◆ Extracted records ◆

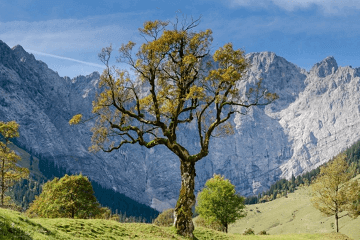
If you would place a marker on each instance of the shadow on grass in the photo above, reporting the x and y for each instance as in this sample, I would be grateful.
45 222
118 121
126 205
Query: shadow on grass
8 230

◆ TASK BRIEF ◆
Switch every "shadow" in the listing above to "shade" and write the lines out again with nothing else changed. Leave the pictures out.

◆ OUTPUT FOR THIS EXERCISE ◆
If you would place a marker on each instance of the shade on grass in the photo above, reporting the x and y for each instance as in this sample, I would be grateful.
45 222
118 121
126 205
Query: shade on grass
8 230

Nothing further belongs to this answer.